What you need to do:
Please copy the part of the rain gauge notebook from "# Reading in" up to and including "for Intense QC)", keeping every character unchanged.

Excerpt to read:
------------------------------------------------------------
# Reading in Environment Agency rain gauge data (15 min)

### Notes
- Intense QC code read in, not sure how easy that will be, I had to clone it off Github and change line 10 of code as got an error with a package, proabbly due to Python versions. Think the package needs updating on Github but not sure who is still in charge of maintaining it. Need ETCCDI data (available in example data for Intense QC)


### What does the code do?

1. Download the data
    - Try historic API
    - Try real-time API
    - Save data
    

### Outputs format
- `\root` folder path 
    - `\EA` folder path (15 minute rain gauge data)
        - `<station-id>_<eastings>_<northings>.csv` - individual 15-minute gauge data for station `<station-id>`
        - `\15min` folder path (15 minute rain gauge data) with filled in timestamp
            - `<station-id>_<eastings>_<northings>.csv` - individual 15-minute gauge data for station `<station-id>`

In [3]:
# Import relevent packages
import pandas as pd
import numpy as np
import requests
from os.path import join, exists
import os
from datetime import datetime
import io

In [2]:
##### Inputs to change
start_date = "2023-06-20"
end_date = "2023-06-30"

out_path = r"C:\Users\Amy\OneDrive - Newcastle University (1)\Documents\PYRAMID\data\realtime"

# Bounding box for data 
e_l, n_l, e_u, n_u = [355000, 534000, 440000, 609000]
bbox = [e_l, e_u, n_l, n_u]

In [4]:
# File paths
ea_outpath = join(out_path, "EA")
if not exists(ea_outpath):
    os.mkdir(ea_outpath)
    
ea_15min_outpath = join(ea_outpath, "15min")
if not exists(ea_15min_outpath):
    os.mkdir(ea_15min_outpath)

In [5]:
# Download the data

# Get list of rainfall stations
root = "http://environment.data.gov.uk/flood-monitoring"
response = requests.get(root + "/id/stations?parameter=rainfall")
------------------------------------------------------------
Given data:
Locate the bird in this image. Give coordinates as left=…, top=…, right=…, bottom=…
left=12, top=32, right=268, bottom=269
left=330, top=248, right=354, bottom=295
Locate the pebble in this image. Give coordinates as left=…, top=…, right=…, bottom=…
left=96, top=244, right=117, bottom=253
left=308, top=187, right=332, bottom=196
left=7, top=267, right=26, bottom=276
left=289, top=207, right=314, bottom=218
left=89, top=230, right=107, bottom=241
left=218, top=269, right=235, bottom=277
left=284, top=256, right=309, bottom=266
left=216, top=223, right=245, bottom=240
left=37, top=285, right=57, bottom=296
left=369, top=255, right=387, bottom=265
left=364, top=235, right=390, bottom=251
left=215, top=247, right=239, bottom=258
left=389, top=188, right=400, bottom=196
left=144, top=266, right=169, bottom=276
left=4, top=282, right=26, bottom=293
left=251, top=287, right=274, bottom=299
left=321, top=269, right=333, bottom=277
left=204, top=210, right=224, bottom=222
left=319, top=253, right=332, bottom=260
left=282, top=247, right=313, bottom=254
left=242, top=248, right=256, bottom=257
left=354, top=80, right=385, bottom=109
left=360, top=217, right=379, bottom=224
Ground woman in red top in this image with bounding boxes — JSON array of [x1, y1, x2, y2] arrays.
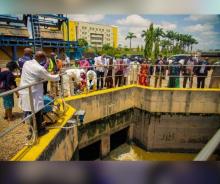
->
[[138, 60, 149, 86]]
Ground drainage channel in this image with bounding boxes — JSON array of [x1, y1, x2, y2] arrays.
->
[[78, 127, 128, 161]]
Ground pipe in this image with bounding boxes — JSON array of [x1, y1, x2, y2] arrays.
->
[[194, 129, 220, 161]]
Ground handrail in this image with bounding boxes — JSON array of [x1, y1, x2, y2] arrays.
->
[[0, 80, 47, 97], [194, 129, 220, 161]]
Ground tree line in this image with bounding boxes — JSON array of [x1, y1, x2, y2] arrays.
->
[[125, 23, 198, 58]]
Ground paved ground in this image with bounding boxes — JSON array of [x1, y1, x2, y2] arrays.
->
[[0, 98, 27, 160]]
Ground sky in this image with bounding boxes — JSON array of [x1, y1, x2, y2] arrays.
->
[[68, 14, 220, 50]]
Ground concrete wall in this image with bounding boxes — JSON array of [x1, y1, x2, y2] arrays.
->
[[37, 123, 78, 161], [27, 87, 220, 160], [68, 88, 220, 154], [78, 109, 134, 157], [134, 109, 220, 152], [135, 88, 220, 114], [68, 87, 220, 123], [67, 88, 135, 123]]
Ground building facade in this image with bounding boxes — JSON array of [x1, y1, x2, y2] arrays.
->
[[64, 21, 118, 48]]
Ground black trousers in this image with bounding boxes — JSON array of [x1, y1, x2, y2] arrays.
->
[[43, 81, 48, 95], [96, 71, 104, 89], [197, 76, 206, 88], [24, 111, 45, 133], [115, 71, 124, 87]]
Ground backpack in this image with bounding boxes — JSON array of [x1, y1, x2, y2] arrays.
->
[[170, 62, 180, 76], [0, 68, 5, 93]]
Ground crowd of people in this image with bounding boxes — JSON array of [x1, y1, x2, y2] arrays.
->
[[62, 55, 220, 96], [0, 48, 220, 136]]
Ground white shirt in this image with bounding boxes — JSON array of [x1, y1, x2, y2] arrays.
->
[[94, 56, 105, 72], [19, 59, 60, 111]]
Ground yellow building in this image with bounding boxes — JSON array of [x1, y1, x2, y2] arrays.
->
[[63, 21, 118, 48]]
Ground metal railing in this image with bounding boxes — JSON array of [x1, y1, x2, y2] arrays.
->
[[194, 129, 220, 161], [58, 64, 220, 95], [0, 80, 65, 145]]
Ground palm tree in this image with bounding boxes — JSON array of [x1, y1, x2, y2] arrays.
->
[[141, 24, 154, 58], [154, 27, 164, 58], [125, 32, 137, 49], [191, 38, 199, 52]]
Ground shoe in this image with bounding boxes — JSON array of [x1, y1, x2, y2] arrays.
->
[[38, 128, 49, 137]]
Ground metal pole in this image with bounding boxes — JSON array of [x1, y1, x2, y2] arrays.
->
[[28, 86, 38, 144], [194, 129, 220, 161]]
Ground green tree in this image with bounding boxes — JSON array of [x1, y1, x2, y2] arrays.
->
[[141, 24, 154, 58], [78, 38, 88, 47], [137, 45, 140, 52], [125, 32, 137, 49], [154, 27, 164, 58], [141, 45, 144, 52]]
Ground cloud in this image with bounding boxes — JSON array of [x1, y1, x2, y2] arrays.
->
[[116, 14, 177, 47], [68, 14, 105, 22], [155, 22, 177, 30], [117, 14, 151, 27], [184, 15, 219, 21], [185, 24, 213, 32]]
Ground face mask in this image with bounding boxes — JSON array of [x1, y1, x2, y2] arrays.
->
[[39, 59, 46, 65]]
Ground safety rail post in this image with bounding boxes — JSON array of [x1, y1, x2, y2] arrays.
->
[[28, 86, 38, 144], [136, 64, 140, 85]]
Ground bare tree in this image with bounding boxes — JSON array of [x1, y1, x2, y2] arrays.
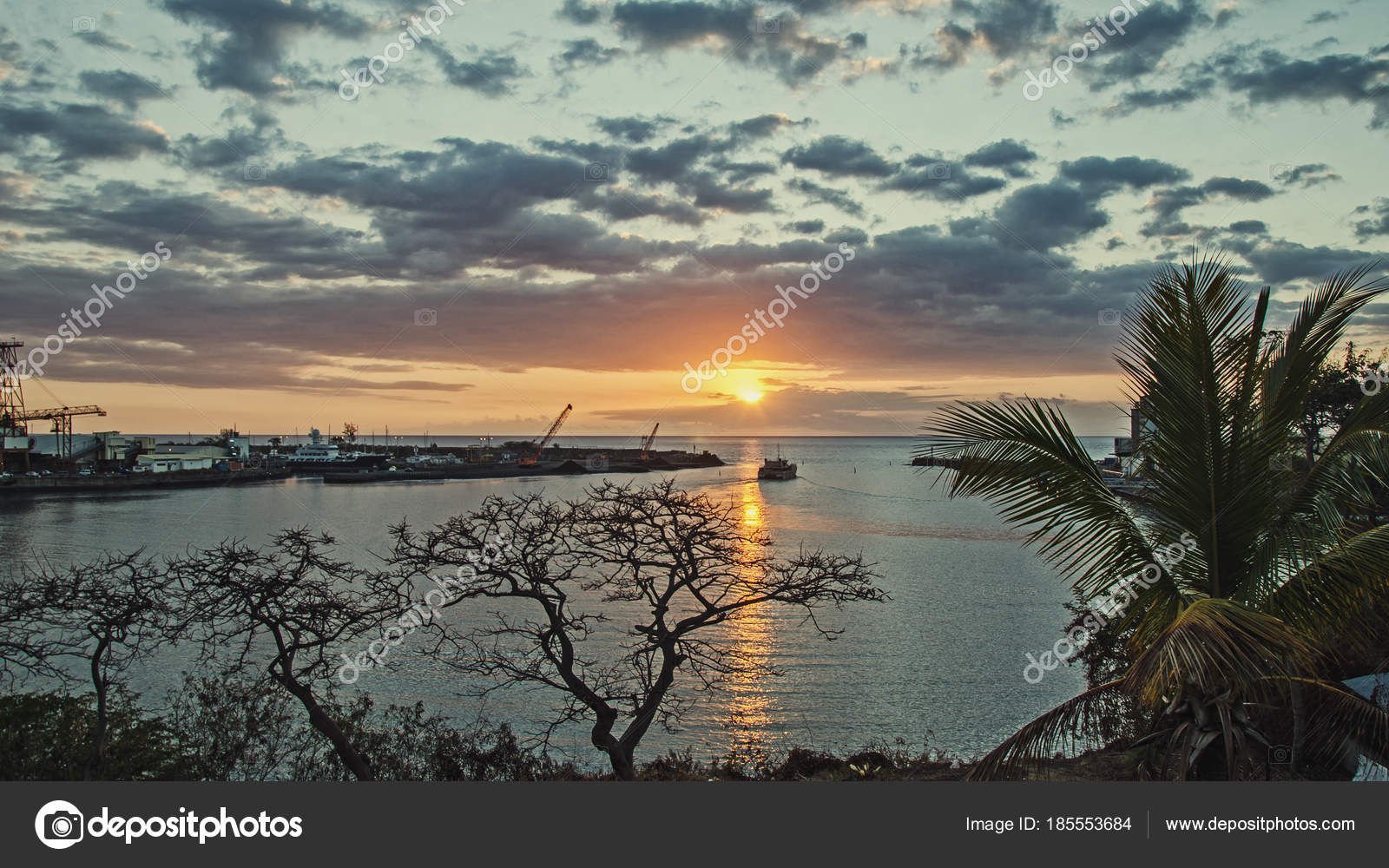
------------------------------------------------------------
Exercise result:
# Reading in Environment Agency rain gauge data (15 min)

### Notes
- Intense QC code read in, not sure how easy that will be, I had to clone it off Github and change line 10 of code as got an error with a package, proabbly due to Python versions. Think the package needs updating on Github but not sure who is still in charge of maintaining it. Need ETCCDI data (available in example data for Intense QC)